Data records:
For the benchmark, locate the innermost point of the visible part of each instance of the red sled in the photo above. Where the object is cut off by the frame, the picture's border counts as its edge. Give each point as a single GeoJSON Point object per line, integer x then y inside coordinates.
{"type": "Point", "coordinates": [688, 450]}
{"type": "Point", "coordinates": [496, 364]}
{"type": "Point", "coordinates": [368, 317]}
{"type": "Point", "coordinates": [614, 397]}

● GIVEN INSTRUCTION
Give each line of the records above as a JSON array of strings, one string per line, with blank lines omitted.

● WRITTEN ANSWER
[
  "For the benchmark, locate the innermost point of the visible part of each instance of the red sled in the photo above. Where the object is cut off by the frame, the picture's border counts as its edge. Give each point as a single GeoJSON Point object per line, integer x then y inside coordinates.",
  "{\"type\": \"Point\", \"coordinates\": [688, 450]}",
  "{\"type\": \"Point\", \"coordinates\": [496, 364]}",
  "{\"type\": \"Point\", \"coordinates\": [368, 317]}",
  "{\"type\": \"Point\", \"coordinates\": [614, 397]}"
]